**REQUIRED ACTION**
The full set of records needs to be retyped exactly.
[Opening RECORDS TO USE section]
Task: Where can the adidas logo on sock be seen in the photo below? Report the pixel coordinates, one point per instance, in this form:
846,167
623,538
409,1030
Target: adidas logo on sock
[Closing RECORDS TO USE section]
**SOLUTION FOR THIS PROBLEM**
Task: Where can the adidas logo on sock be seen in the photo below? Report the pixel coordinates, one point per instance, in this form:
846,167
623,538
409,1030
Target: adidas logo on sock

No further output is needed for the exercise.